Source passage:
◆ ◆ ◆

Yep, in 4e, a 20 scores a crit, except if you needed to roll a natural 20 to hit in the first place. I like that this system is very simple.

How does skill come in? Feats or abilities that increase damage on a crit, or that allow a crit to be scored on a 19 or 20.
 

It makes sense, but I don't think they'll make that the rule. It's brand new and they seem to be looking backward for inspiration.

Well, they could slap in the famous Good Hits, Bad Misses from an old Dragon magazine (1e). That's pretty backwards.
 

I would like to see a natural 20 is always a hit, no threat rolls, and DM's/player choice of bonus.
Example:

Player: "I am going to step up to the orc on my left and attack it with my axe." rolls 20. "A nat 20!"

DM: 'Awesome, what do you want to happen?"

Player: 'Well, I could just do more damage, but the orc is standing right next to that firepit, since I scored a good hit, I want to force him into the firepit."

DM: 'Ok sounds good, the orc takes damage normally from your axe and also falls backwards into the firepit and is on fire!"


The players would always have the option of choosing to do 2x damage(unless weapons have crit modifiers again).

Obviously, if the request is something silly, like "I scored a crit on my opening attack against a dragon, so I stab it through the heart and I want it to die." The DM has the ability to say no, or downplay the players request. Perhaps in this scenario the player scores a critical hit near the dragon's heart, doing double damage and making the dragon think twice about tangling with this party."
 

I would like to see a natural 20 is always a hit, no threat rolls, and DM's/player choice of bonus.
Example:

This idea, which others have mentioned, is good. However, I'd keep the confirmation roll, with a default bonus of max damage requiring no confirmation. Then you could choose between things of various difficulties and use your other skills and abilities.

◆ ◆ ◆

What is needed: Could you go on with the discussion of critical hit rules from where it stops? The lines that come next are separate material, unrelated to the discussion of critical hit rules.

Available data:
◆ ◆ ◆

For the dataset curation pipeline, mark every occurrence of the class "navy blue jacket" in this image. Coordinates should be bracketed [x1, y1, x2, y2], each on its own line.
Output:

◆ ◆ ◆

Exercise output:
For example: Tumble DC 15 to roll under the dragon you hit; Climb DC 25 to use your dagger as a hand-hold to get on its back; opposed Strength checks to push it back five or ten feet.
 

Yeah, a nat 20 is ingrained in dnd. Again, that's a red button issue for a lot of players.

Confirming though, that can go away. The problem is making sure that crits aren't the enormous game changer they are now. Perhaps a special ability for each weapon that pops on a crit. Make me care about damage type.
 

I think to combat hp bloat, crits could be nat 20 for max damage. An add-on to the rule is that you only get crit damage if a nat 20 plus your modifiers hits the AC needed. If not, you only get the automatic hit, not the crit.
 

I would like to see a natural 20 is always a hit, no threat rolls, and DM's/player choice of bonus.

That is my preference, too. Adapt some of the "combat maneuvers" from Mongoose Runequest II (now "Legends") to provide a few clear results--including a disarm attempt, breaking weapons, etc. Basically, have the stuff that should not be happening all the time in any kind of reasonable fight (e.g. disarming) but certainly can arise under the right circumstances.

Stunts should certainly be one of those choices, however.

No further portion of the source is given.